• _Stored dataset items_
****************

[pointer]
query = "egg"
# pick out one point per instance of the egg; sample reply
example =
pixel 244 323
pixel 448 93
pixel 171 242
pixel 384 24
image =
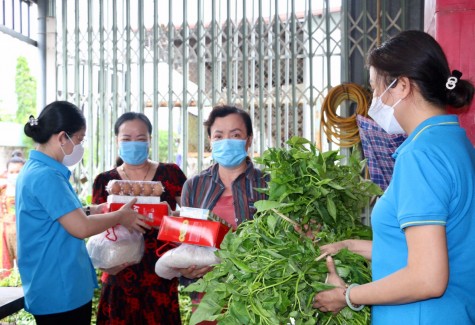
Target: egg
pixel 147 189
pixel 157 189
pixel 126 188
pixel 136 188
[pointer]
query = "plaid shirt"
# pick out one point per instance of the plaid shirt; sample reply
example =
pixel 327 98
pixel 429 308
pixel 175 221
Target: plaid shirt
pixel 378 148
pixel 204 190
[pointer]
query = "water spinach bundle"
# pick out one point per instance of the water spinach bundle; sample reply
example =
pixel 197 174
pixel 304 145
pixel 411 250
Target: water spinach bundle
pixel 269 271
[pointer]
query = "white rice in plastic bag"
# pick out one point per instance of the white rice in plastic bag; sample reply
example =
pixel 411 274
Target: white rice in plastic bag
pixel 184 256
pixel 114 247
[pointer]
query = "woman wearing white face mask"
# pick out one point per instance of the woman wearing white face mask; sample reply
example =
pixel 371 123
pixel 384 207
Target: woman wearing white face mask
pixel 422 253
pixel 152 300
pixel 57 275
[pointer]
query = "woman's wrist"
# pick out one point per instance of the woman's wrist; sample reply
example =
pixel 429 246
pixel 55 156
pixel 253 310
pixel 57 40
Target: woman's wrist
pixel 348 300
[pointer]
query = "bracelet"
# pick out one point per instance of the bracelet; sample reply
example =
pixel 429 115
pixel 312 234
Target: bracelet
pixel 347 298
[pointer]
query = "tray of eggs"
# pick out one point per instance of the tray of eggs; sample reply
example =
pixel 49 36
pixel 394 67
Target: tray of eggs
pixel 122 191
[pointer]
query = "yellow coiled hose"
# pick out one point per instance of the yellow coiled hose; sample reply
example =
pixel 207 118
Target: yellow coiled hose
pixel 343 131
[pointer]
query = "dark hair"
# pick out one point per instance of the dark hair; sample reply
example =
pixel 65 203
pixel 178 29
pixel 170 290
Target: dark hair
pixel 129 116
pixel 55 117
pixel 225 110
pixel 417 56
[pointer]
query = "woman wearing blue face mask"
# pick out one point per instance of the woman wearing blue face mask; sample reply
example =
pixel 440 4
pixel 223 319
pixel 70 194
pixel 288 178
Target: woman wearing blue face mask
pixel 57 275
pixel 135 294
pixel 422 253
pixel 8 252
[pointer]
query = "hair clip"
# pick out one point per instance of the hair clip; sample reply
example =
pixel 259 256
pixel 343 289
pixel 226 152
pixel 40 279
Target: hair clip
pixel 453 79
pixel 33 121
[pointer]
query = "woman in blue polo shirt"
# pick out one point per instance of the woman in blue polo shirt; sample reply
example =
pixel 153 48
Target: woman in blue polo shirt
pixel 57 275
pixel 422 253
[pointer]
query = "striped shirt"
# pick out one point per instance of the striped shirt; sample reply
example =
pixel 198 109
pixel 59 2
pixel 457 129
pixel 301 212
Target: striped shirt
pixel 204 190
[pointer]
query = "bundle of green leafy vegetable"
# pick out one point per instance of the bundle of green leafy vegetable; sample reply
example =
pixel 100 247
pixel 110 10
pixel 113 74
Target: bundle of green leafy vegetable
pixel 269 271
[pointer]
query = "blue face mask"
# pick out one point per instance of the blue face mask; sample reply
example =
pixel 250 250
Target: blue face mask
pixel 229 152
pixel 133 152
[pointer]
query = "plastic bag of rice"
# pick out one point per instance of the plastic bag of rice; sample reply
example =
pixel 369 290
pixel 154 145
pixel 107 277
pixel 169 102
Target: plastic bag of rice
pixel 184 256
pixel 114 247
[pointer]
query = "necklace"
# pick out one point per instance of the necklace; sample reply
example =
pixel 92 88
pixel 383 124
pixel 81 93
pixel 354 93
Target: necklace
pixel 125 173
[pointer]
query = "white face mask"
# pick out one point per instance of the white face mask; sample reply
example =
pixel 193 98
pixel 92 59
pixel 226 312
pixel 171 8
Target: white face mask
pixel 384 114
pixel 74 157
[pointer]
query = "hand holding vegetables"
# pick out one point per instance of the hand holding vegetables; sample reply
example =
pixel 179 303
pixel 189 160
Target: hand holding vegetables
pixel 332 300
pixel 194 272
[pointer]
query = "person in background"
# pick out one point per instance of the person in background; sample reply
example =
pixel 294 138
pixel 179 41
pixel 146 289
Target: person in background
pixel 422 253
pixel 135 294
pixel 228 187
pixel 7 214
pixel 56 272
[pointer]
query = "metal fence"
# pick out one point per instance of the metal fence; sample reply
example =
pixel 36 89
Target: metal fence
pixel 174 60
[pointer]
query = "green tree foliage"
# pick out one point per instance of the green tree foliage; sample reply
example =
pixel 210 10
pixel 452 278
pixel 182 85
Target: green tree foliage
pixel 25 88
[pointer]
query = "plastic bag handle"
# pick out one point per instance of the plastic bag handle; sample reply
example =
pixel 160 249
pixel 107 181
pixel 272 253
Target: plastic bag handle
pixel 160 251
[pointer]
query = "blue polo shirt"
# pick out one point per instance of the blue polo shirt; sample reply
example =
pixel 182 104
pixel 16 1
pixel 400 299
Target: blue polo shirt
pixel 433 183
pixel 55 269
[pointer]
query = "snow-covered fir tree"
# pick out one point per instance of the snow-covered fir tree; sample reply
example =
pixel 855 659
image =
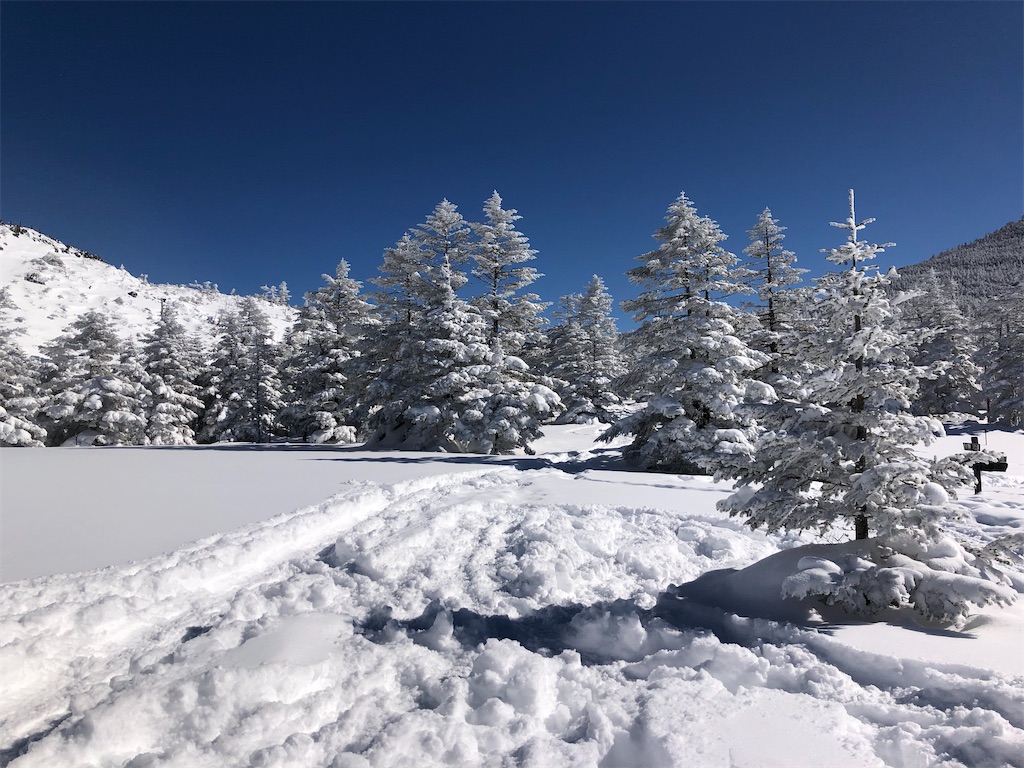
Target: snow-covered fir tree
pixel 773 272
pixel 693 364
pixel 243 388
pixel 846 456
pixel 19 397
pixel 172 369
pixel 325 364
pixel 585 356
pixel 948 350
pixel 1003 381
pixel 507 408
pixel 500 255
pixel 94 381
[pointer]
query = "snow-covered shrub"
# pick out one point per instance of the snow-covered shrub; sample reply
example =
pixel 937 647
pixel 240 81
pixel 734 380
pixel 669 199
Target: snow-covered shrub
pixel 935 579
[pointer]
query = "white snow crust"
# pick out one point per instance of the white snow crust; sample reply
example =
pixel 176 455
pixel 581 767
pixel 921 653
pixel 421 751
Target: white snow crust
pixel 340 607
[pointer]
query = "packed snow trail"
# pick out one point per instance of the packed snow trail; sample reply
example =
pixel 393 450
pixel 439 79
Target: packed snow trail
pixel 476 619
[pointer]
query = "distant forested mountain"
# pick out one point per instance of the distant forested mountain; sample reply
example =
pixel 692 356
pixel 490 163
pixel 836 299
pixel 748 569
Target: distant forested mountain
pixel 989 267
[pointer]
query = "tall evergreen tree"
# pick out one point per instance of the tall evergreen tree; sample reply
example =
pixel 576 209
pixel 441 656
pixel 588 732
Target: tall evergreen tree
pixel 19 397
pixel 172 369
pixel 500 255
pixel 417 398
pixel 96 394
pixel 693 363
pixel 947 350
pixel 586 357
pixel 1003 381
pixel 243 389
pixel 845 454
pixel 773 272
pixel 325 364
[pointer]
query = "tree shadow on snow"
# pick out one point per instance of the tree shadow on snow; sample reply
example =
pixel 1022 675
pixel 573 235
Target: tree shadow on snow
pixel 600 633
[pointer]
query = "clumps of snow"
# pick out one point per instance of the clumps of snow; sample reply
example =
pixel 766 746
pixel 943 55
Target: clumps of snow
pixel 495 616
pixel 50 285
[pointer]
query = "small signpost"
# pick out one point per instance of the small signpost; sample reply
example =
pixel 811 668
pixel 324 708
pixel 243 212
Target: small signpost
pixel 999 466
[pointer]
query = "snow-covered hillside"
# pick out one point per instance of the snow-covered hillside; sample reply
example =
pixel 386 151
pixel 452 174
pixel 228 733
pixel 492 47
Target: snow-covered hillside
pixel 48 285
pixel 460 610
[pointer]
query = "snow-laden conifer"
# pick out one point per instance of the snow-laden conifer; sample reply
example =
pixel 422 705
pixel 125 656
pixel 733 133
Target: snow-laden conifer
pixel 324 364
pixel 243 388
pixel 585 356
pixel 948 350
pixel 95 386
pixel 499 256
pixel 506 409
pixel 172 370
pixel 693 364
pixel 1003 382
pixel 773 272
pixel 845 456
pixel 419 394
pixel 19 397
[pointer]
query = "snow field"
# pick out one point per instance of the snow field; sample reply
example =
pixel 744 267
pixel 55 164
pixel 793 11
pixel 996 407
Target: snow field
pixel 515 612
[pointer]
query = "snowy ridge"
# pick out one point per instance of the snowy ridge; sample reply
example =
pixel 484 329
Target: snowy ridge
pixel 49 285
pixel 517 611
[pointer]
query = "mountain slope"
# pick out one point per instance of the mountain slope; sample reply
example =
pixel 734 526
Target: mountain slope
pixel 989 267
pixel 47 285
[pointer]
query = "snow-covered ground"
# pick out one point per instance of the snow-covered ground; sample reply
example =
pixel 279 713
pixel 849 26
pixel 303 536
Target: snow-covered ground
pixel 339 607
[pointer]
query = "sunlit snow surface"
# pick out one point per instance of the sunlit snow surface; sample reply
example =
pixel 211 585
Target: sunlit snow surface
pixel 431 609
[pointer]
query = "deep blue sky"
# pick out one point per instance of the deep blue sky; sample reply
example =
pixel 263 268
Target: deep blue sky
pixel 247 143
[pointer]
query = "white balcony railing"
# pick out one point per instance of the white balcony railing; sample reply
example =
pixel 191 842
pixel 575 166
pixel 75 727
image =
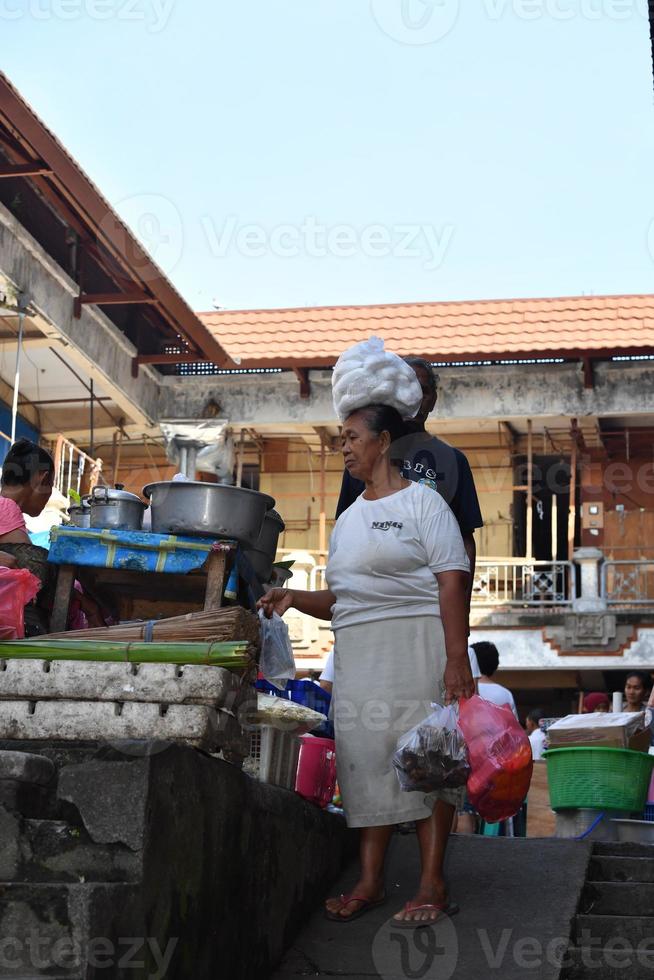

****************

• _Problem_
Where a line of the data above includes the string "balcony", pull it out.

• _Response to the exercise_
query = "white balcony railing"
# pick out one point per instance of the white balcony railing; sample reply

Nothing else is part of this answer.